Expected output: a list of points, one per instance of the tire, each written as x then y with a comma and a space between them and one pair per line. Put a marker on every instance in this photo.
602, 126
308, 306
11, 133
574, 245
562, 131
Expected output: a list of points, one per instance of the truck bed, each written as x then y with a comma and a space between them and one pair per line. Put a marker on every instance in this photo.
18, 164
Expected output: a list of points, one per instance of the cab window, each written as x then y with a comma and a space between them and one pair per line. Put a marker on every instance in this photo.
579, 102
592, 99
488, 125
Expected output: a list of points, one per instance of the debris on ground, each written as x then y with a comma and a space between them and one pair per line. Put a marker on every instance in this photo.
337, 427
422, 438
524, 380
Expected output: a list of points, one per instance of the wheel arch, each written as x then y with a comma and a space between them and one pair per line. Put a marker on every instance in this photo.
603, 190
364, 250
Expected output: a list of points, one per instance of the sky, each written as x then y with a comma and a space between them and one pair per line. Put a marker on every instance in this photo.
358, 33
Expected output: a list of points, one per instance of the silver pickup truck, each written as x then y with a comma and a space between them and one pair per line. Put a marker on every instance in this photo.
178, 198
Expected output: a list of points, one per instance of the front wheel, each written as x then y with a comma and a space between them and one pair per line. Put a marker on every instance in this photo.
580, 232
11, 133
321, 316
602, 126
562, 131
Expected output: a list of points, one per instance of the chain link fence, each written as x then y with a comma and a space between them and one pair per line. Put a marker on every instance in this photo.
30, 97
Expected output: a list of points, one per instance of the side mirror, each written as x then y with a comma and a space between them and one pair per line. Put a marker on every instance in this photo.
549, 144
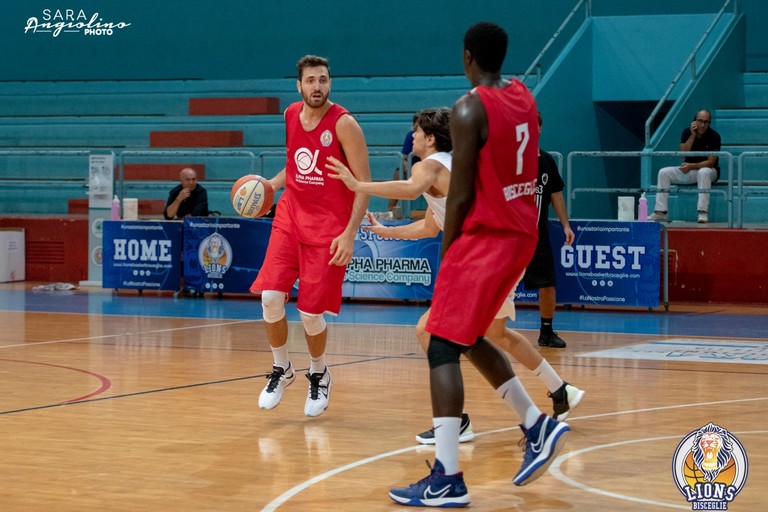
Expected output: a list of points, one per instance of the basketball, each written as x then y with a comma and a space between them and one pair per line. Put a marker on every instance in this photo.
252, 196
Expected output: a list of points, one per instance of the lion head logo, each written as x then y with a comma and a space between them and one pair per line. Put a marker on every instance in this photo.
711, 450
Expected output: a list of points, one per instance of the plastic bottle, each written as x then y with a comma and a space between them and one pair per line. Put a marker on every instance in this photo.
115, 208
642, 208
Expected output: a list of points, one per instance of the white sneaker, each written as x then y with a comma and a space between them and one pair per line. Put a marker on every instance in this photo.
658, 217
277, 381
318, 393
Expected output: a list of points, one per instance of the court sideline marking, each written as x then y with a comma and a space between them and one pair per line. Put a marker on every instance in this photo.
286, 496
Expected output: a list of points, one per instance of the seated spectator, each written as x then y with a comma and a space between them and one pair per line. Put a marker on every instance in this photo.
701, 170
187, 198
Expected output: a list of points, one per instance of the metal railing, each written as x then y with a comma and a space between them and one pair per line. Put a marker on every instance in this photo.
536, 64
689, 62
744, 187
728, 192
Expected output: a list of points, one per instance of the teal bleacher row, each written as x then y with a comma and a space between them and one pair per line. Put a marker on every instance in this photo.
171, 98
120, 116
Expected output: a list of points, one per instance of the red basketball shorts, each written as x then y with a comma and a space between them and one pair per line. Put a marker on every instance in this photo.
287, 260
476, 275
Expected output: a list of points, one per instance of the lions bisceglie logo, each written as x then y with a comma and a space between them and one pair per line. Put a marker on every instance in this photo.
710, 468
215, 256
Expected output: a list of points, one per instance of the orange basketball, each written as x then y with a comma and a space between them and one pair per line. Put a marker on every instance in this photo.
252, 196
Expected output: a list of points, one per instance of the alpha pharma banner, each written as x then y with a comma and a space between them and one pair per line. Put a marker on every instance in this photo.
385, 268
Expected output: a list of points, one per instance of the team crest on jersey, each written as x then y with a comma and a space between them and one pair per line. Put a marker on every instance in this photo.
710, 468
215, 256
326, 138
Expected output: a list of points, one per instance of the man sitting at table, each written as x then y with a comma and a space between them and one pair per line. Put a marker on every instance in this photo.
187, 199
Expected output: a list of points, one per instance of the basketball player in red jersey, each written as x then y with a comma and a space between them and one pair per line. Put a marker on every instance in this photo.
313, 232
489, 237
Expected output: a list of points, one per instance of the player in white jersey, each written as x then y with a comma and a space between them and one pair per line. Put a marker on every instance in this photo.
431, 177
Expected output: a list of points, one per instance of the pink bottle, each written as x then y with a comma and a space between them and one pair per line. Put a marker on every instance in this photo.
642, 208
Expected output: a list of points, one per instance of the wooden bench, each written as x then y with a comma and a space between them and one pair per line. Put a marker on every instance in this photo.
147, 207
158, 172
233, 106
196, 138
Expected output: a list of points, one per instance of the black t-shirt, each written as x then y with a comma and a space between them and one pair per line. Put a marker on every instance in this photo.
550, 182
195, 205
710, 141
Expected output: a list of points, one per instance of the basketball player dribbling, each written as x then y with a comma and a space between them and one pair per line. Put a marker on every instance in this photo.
489, 237
430, 176
313, 232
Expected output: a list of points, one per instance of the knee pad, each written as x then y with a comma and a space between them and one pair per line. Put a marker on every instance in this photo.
273, 305
442, 351
313, 324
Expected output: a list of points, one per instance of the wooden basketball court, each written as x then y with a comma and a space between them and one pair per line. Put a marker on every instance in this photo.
110, 409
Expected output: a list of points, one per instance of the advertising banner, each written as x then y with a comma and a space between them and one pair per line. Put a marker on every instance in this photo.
610, 263
143, 255
385, 268
223, 254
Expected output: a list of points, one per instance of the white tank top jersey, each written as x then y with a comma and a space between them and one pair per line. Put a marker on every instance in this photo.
438, 203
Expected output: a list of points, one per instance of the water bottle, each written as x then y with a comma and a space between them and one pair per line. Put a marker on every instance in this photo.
642, 208
115, 208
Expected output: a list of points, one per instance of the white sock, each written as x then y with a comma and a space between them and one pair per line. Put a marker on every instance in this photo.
317, 364
550, 377
280, 354
517, 397
447, 442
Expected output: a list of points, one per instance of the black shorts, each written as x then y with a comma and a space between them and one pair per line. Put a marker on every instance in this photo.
540, 272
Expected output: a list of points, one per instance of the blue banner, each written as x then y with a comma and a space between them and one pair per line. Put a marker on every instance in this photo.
609, 264
143, 255
224, 254
386, 268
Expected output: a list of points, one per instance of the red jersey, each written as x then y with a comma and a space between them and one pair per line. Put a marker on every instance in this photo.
313, 208
505, 184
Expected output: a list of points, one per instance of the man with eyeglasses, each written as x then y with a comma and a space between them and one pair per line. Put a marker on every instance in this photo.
695, 170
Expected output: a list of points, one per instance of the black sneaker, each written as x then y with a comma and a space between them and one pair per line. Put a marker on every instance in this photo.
551, 339
565, 399
465, 432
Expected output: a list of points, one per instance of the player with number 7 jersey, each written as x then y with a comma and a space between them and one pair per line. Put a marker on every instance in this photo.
499, 233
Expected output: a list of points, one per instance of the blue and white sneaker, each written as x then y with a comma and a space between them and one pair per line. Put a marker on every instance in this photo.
436, 490
543, 442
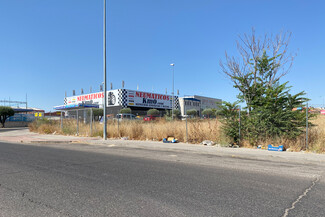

# PROBLEM STATEMENT
Could you reproduce the material from the line with "the blue and" up to and including its last line, with the request line copied unchanged and each point coordinate in the answers multiplied by 1.4 and rounded to a whole number, halves going up? Leave the pictures out of your reply.

# EXERCISE SOLUTION
Expected output: a list of points, one per instance of the blue and white sneaker, each written as x then y with a comma and a space between them and one pair per line. Put a marker on every instance in this photo.
610, 686
760, 619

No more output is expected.